PAGE EXTRACT:
/---

Section 2 details the methodology, including the description of the procedures for assessing the sound insulation index using both experimental measurements and theoretical models, the case study and the presentation of improvement constructions. Section 3 presents the results obtained, including the sound pressure levels, the reverberation time, and the apparent airborne sound insulation index of the actual partition measured experimentally, as well as the theoretical acoustic outcomes of the proposed enhancements. Finally, Section 4 outlines the conclusions.

2. Materials and Method

This section describes the procedure followed to determine the improvement in the apparent airborne sound insulation index of a vertical partition, achieved through the implementation of acoustically insulated walls or cost-effective insulated partitions (insulated, at most, with typical thermal insulation materials). To this end, an experimental campaign was conducted to assess the acoustic performance of the existing partition under investigation. The results were used both to verify whether the in situ wall complies with the national regulatory limits DPCM 05/12/1997 [34], and to validate the outcomes of a predictive model. The same model was then used to evaluate the acoustic performance of the proposed alternative constructions.

\---

CHALLENGES:
1 - Retype the sound insulation excerpt between "2. Materials and" and "proposed alternative constructions.", inclusive.
2 - Summarize the sound insulation excerpt in two sentences.
3 - List every result that the sound insulation excerpt says Section 3 presents.

PROVIDED MATERIAL:
/---

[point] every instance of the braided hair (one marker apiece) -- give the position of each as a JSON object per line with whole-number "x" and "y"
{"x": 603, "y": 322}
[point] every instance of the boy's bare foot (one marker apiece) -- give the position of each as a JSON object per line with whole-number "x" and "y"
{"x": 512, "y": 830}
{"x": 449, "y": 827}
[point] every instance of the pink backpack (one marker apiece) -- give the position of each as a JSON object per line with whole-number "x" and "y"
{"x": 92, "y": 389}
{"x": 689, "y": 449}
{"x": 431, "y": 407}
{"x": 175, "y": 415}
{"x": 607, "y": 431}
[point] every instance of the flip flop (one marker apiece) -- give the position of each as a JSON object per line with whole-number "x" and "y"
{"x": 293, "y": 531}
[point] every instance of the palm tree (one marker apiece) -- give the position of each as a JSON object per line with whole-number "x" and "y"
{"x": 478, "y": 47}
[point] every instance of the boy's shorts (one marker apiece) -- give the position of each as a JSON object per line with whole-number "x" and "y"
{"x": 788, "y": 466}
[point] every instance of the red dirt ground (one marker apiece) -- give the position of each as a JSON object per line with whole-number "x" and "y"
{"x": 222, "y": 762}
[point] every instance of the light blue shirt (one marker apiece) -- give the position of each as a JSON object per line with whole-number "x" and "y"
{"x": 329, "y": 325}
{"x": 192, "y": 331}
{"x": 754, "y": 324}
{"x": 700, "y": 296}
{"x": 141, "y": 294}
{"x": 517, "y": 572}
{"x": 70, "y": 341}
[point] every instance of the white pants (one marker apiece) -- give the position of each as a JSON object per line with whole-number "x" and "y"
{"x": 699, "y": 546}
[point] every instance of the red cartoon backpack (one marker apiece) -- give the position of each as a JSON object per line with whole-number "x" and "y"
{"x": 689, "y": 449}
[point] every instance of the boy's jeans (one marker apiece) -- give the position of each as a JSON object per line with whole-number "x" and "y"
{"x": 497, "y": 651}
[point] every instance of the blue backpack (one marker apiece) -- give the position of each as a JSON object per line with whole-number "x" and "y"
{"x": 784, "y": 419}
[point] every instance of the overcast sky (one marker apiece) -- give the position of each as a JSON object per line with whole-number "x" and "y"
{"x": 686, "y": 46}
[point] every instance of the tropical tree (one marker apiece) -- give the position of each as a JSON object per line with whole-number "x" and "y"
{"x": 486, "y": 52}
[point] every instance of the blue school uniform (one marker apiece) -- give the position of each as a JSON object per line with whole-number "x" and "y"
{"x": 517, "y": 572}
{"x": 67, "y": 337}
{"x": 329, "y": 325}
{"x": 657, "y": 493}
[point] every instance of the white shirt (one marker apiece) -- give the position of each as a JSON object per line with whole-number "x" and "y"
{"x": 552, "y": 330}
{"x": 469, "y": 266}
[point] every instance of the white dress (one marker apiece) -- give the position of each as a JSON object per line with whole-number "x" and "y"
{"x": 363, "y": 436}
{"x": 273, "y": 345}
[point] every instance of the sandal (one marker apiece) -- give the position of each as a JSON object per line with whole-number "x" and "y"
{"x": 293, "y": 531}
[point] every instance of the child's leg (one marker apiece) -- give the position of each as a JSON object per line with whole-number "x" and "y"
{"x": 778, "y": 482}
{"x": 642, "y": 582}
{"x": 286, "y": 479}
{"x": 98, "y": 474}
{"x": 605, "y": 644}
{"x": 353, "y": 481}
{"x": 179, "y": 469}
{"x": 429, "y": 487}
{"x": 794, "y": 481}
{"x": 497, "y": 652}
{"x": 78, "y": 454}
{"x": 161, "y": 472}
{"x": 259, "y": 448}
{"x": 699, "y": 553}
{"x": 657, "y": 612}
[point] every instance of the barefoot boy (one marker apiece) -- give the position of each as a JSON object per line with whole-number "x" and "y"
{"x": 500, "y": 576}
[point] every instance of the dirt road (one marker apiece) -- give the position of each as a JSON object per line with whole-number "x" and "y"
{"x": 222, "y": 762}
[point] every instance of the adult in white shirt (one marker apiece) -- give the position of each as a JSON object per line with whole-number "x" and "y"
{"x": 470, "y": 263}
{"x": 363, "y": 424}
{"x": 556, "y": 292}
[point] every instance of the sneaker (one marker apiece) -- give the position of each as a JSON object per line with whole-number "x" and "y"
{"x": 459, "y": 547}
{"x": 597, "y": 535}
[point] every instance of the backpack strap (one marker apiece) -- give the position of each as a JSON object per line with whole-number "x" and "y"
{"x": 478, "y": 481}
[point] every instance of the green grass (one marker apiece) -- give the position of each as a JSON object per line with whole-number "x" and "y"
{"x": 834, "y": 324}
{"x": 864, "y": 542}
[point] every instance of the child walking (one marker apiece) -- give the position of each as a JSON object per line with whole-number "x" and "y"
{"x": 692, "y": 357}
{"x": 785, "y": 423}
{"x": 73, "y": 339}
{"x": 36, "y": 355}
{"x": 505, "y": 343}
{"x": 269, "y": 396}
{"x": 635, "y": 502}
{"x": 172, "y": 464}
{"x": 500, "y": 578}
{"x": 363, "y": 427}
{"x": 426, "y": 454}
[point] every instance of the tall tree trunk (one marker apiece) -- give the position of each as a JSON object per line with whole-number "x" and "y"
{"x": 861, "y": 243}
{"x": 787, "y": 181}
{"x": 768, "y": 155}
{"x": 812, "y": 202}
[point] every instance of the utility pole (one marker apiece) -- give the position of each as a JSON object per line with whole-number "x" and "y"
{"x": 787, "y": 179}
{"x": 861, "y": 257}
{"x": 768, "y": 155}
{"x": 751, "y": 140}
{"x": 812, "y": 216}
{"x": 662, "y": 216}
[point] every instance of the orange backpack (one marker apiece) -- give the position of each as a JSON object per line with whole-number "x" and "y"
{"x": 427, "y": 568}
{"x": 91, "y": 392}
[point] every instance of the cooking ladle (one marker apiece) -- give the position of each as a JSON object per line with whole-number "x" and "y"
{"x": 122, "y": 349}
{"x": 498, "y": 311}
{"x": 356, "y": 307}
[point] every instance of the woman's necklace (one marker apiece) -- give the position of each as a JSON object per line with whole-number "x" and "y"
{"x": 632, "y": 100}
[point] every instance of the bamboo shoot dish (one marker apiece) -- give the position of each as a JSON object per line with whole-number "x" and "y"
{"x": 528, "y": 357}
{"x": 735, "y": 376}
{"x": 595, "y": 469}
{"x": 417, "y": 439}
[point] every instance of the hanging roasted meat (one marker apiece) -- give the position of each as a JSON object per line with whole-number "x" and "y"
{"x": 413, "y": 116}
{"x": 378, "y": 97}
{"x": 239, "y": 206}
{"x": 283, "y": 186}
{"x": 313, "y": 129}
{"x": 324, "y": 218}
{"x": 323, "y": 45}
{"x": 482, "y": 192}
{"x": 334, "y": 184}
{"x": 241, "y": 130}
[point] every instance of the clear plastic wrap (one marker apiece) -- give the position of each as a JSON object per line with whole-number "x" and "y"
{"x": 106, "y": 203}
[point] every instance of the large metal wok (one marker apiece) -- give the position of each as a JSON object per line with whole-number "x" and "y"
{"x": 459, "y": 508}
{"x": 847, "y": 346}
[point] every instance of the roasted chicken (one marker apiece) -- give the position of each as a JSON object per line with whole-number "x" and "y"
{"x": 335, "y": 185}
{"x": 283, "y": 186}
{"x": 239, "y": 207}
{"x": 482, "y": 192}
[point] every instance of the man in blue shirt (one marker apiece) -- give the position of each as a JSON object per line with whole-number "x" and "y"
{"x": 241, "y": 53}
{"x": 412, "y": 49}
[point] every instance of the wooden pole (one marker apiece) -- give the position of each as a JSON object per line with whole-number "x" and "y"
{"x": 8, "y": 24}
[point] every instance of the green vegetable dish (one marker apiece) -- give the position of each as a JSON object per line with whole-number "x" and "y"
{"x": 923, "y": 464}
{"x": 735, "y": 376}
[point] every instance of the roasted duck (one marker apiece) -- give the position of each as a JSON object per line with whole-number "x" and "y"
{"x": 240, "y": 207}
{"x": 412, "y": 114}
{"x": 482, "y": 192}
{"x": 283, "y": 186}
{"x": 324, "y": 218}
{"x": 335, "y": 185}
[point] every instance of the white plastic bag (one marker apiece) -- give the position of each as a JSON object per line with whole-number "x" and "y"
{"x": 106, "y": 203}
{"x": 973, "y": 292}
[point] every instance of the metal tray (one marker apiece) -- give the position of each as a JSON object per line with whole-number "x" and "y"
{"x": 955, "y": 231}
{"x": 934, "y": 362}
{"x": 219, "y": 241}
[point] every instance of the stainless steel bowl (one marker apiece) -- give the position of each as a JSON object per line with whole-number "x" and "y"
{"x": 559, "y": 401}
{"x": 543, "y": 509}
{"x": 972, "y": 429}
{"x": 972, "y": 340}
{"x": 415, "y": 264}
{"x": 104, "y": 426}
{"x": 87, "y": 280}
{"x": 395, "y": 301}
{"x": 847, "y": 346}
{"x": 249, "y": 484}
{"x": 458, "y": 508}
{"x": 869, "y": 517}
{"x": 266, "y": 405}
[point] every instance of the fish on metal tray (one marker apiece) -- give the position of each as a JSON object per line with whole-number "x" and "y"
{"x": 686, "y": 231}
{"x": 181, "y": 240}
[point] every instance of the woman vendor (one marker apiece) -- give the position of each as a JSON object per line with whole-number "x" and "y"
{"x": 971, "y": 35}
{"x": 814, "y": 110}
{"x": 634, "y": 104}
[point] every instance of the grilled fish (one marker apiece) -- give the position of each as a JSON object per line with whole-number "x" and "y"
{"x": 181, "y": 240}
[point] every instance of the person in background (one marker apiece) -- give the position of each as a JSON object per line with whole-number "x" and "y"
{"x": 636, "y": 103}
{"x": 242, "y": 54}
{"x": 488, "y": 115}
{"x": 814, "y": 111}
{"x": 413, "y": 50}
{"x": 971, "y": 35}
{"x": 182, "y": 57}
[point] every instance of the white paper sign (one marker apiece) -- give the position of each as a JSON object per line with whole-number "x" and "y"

\---

THE REPLIES:
1 -
2. Materials and Method

This section describes the procedure followed to determine the improvement in the apparent airborne sound insulation index of a vertical partition, achieved through the implementation of acoustically insulated walls or cost-effective insulated partitions (insulated, at most, with typical thermal insulation materials). To this end, an experimental campaign was conducted to assess the acoustic performance of the existing partition under investigation. The results were used both to verify whether the in situ wall complies with the national regulatory limits DPCM 05/12/1997 [34], and to validate the outcomes of a predictive model. The same model was then used to evaluate the acoustic performance of the proposed alternative constructions.

2 - Section 2 of the study covers the methodology, Section 3 presents the results, and Section 4 gives the conclusions. An experimental campaign on an existing vertical partition was used to check compliance with the national limits DPCM 05/12/1997 and to validate a predictive model, which was then applied to the proposed alternative constructions.

3 -
- Sound pressure levels
- Reverberation time
- Apparent airborne sound insulation index of the actual partition, measured experimentally
- Theoretical acoustic outcomes of the proposed enhancements